■ EXERCISE AIM: Your task is to print all of the material verbatim.

■ Position identification records:
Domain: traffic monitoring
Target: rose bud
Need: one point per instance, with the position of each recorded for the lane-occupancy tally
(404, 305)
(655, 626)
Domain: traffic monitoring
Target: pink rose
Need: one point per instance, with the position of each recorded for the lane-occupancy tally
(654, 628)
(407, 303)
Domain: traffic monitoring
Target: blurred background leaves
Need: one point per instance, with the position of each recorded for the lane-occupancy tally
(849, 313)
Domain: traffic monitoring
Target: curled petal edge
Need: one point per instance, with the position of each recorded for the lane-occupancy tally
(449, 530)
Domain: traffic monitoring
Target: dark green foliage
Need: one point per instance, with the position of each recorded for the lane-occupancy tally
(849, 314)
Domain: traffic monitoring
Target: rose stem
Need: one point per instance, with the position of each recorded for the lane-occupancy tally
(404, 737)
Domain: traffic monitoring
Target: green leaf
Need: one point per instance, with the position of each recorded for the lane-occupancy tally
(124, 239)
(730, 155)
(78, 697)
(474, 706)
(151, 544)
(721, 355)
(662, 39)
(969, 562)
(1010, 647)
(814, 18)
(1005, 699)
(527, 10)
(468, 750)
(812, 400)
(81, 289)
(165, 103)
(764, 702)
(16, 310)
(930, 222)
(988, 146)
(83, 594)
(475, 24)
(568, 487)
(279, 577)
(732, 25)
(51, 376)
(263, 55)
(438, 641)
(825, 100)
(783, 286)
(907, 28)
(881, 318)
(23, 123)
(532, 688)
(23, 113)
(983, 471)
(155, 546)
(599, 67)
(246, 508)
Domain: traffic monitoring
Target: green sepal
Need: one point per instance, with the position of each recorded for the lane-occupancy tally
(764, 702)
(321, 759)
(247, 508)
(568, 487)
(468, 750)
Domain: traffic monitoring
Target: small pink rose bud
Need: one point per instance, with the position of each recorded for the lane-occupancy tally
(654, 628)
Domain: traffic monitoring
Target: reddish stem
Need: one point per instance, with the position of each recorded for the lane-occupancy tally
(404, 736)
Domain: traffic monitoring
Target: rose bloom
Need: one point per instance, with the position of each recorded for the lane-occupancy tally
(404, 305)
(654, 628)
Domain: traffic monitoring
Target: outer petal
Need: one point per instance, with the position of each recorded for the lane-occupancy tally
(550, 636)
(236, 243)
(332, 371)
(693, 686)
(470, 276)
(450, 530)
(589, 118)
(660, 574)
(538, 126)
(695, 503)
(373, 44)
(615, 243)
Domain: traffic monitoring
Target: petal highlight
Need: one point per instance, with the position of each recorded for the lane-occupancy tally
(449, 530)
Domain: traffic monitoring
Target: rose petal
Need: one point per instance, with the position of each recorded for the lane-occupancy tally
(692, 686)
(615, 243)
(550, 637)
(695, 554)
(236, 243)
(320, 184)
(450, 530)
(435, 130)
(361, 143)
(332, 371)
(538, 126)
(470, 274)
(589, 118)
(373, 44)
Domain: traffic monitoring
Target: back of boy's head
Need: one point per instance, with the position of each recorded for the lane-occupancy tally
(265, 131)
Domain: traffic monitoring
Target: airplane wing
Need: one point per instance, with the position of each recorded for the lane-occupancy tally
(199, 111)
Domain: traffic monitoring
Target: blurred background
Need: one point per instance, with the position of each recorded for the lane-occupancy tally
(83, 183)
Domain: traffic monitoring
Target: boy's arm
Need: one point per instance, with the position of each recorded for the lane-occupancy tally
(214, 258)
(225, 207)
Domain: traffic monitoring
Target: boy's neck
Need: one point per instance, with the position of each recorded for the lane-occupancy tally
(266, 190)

■ FINAL ANSWER:
Domain: traffic monitoring
Target: rose bud
Need: one point per instance, with the position of each recorded for the lane-occupancy tally
(404, 305)
(655, 626)
Domain: traffic monitoring
Target: pink rose
Need: one point per instance, with the position of each recorded for the lane-occupancy tally
(654, 628)
(407, 303)
Domain: traffic monitoring
Target: blurred background leaves
Need: one point per instance, with the position of each recorded for the lane-occupancy tally
(849, 313)
Domain: traffic monitoring
Target: curled petal edge
Need: one point per instance, with the position of each recorded for the lane-occupancy tally
(449, 530)
Domain: traffic monitoring
Target: dark green foliage
Need: one point per instance, with the position of each recorded for the lane-occupancy tally
(849, 314)
Domain: traffic monitoring
Target: rose stem
Need: one point per instance, with the position of each recorded for the lane-occupancy tally
(404, 737)
Domain: traffic monitoring
Target: green leaf
Need: one point per instance, with the position of each recorded for the lane-occupancy tally
(124, 239)
(730, 155)
(78, 697)
(474, 706)
(151, 544)
(721, 355)
(662, 39)
(969, 562)
(1010, 647)
(814, 18)
(1005, 699)
(527, 10)
(468, 750)
(812, 400)
(81, 289)
(165, 103)
(764, 702)
(16, 310)
(930, 222)
(988, 146)
(83, 594)
(475, 24)
(568, 487)
(279, 577)
(732, 25)
(51, 376)
(263, 55)
(438, 641)
(825, 100)
(783, 286)
(907, 28)
(881, 318)
(23, 123)
(532, 688)
(23, 113)
(983, 471)
(155, 546)
(599, 67)
(246, 508)
Domain: traffic monitoring
Target: green sepal
Need: one point per instance, with the position of each recorded for the lane-occupancy tally
(764, 702)
(321, 759)
(247, 508)
(568, 487)
(468, 750)
Domain: traffic monitoring
Target: small pink rose bud
Need: one point per instance, with the position of each recorded for the lane-occupancy tally
(654, 628)
Domain: traffic monitoring
Target: reddish stem
Need: one point per instance, with the position of each recorded for the lane-occupancy tally
(404, 736)
Domain: traffic monitoring
Target: rose bloom
Need: one point per instance, with the position of each recorded for the lane-occupancy tally
(404, 305)
(654, 628)
Domain: traffic monitoring
Target: outer petal
Need: one point per instance, with the position of each recorded for the lane-occupancy tally
(550, 636)
(236, 243)
(332, 371)
(693, 686)
(470, 276)
(450, 530)
(589, 118)
(660, 574)
(538, 126)
(695, 503)
(373, 44)
(615, 243)
Domain: traffic monitoring
Target: petal highlight
Need: one point per instance, with the position of each recorded for the lane-occupancy tally
(449, 530)
Domain: traffic monitoring
Target: rose petal
Need: one point per instance, with the position of each recorded for the lane-occupancy tally
(692, 686)
(615, 243)
(550, 637)
(695, 554)
(236, 243)
(320, 184)
(450, 530)
(435, 130)
(361, 143)
(332, 371)
(538, 126)
(470, 274)
(589, 118)
(373, 44)
Domain: traffic monitoring
Target: back of boy's head
Need: one point per instance, with the position of each recorded for the lane-occupancy tally
(265, 131)
Domain: traffic monitoring
Target: airplane wing
Need: one point per instance, with the position of each recorded for the lane-occupancy tally
(199, 111)
Domain: traffic monitoring
Target: blurred background
Need: one point per instance, with the position of each recorded for the lane-occupancy tally
(83, 183)
Domain: traffic monitoring
Target: boy's arm
Need: one point per instance, with the position of each recorded for the lane-occupancy tally
(214, 258)
(225, 207)
Domain: traffic monitoring
Target: boy's neck
Need: one point per instance, with the position of each recorded for the lane-occupancy tally
(266, 190)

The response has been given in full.